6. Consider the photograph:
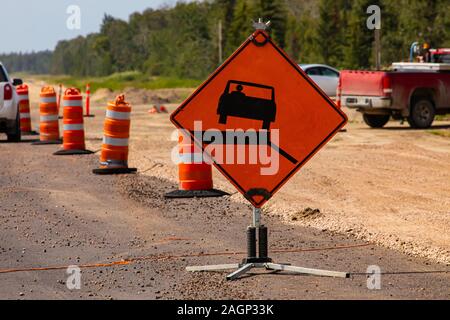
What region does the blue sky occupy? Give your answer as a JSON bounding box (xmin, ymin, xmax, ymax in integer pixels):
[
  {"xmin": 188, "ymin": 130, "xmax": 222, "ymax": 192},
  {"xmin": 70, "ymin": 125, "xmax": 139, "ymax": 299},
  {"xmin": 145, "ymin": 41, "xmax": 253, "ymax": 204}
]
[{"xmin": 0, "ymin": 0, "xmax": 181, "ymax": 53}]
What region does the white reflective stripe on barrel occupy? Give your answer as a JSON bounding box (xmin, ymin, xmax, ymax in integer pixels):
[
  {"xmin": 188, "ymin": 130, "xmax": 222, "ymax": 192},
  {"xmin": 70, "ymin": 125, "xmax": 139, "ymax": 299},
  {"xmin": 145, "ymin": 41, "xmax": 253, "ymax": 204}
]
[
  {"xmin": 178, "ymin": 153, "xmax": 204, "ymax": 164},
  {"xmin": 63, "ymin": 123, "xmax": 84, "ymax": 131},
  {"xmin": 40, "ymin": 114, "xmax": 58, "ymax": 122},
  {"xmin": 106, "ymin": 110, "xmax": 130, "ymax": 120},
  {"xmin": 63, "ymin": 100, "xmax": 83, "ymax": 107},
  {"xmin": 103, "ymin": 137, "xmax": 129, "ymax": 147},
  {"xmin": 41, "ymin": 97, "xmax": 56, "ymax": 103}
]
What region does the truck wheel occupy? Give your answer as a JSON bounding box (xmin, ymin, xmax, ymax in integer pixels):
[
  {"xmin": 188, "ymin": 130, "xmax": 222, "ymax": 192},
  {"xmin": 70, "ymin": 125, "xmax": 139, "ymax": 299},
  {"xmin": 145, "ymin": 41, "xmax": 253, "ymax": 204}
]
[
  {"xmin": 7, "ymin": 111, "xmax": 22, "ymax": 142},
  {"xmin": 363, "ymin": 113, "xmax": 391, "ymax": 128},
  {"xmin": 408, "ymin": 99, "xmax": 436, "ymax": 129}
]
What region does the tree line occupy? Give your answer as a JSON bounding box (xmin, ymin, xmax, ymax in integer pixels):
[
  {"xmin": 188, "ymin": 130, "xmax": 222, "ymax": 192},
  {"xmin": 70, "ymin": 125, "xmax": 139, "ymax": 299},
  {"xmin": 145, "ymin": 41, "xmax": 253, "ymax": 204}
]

---

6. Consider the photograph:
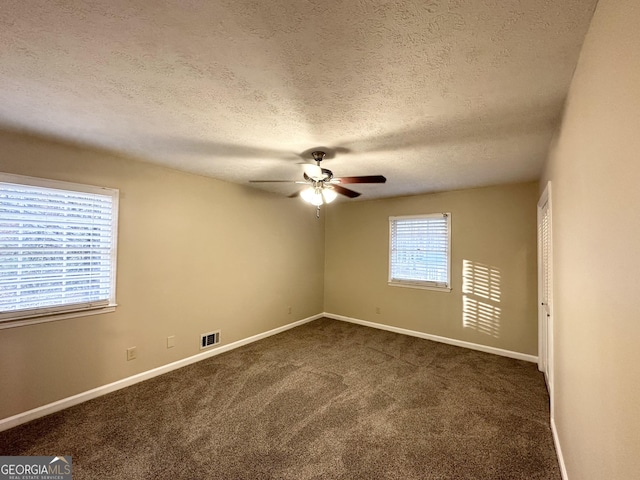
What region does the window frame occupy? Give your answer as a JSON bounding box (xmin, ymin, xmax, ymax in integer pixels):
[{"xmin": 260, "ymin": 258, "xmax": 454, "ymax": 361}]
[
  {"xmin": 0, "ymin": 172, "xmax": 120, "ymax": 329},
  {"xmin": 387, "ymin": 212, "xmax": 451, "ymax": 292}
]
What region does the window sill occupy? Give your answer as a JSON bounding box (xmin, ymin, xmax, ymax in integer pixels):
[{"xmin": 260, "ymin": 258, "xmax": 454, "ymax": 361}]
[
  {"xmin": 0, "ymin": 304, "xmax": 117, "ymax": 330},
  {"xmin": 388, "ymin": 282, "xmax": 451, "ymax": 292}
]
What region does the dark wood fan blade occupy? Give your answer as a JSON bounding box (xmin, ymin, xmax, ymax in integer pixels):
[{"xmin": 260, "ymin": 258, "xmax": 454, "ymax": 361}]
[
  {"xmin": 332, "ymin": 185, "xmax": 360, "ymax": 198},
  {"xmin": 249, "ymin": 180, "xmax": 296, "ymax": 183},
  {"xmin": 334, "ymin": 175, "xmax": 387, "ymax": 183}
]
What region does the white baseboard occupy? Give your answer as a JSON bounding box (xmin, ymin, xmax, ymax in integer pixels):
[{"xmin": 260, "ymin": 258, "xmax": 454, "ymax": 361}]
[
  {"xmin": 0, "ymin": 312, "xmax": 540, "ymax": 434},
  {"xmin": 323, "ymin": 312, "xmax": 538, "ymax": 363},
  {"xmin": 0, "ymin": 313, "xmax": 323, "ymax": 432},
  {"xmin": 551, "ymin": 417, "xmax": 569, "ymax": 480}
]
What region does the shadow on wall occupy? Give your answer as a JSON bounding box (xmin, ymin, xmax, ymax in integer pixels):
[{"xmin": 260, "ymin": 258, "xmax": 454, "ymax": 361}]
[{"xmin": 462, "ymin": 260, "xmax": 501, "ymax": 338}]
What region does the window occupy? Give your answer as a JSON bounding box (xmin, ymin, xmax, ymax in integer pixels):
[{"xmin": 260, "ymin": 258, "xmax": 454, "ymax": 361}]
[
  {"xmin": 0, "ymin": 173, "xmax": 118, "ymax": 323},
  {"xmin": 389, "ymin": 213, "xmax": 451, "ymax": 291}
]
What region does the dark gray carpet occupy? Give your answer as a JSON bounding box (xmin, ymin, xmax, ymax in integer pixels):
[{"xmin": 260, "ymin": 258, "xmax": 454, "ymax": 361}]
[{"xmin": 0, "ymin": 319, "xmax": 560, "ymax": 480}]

==

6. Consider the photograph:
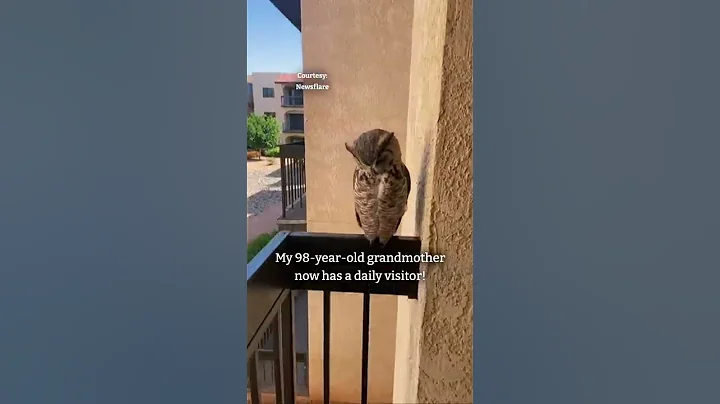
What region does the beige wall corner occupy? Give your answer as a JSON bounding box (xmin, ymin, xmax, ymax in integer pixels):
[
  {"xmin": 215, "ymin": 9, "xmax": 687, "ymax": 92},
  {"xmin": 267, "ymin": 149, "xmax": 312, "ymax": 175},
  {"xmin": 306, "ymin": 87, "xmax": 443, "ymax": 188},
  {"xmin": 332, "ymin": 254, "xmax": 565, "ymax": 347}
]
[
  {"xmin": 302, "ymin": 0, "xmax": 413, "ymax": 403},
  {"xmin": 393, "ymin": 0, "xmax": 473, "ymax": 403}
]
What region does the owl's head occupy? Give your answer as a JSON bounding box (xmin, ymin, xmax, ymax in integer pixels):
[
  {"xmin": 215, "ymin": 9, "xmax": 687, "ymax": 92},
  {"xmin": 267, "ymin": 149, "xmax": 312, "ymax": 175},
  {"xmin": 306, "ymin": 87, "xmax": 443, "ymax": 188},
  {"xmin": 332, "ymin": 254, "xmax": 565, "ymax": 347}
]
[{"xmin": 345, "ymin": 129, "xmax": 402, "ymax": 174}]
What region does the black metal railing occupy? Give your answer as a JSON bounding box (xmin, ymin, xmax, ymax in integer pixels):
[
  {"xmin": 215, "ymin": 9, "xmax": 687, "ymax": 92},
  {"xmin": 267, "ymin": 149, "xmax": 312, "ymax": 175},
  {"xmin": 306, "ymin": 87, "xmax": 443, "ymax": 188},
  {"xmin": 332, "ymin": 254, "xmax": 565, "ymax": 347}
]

## Short exercise
Count the lines above in which the word "dark" appears, and give only the resulting number.

## Reply to the exercise
2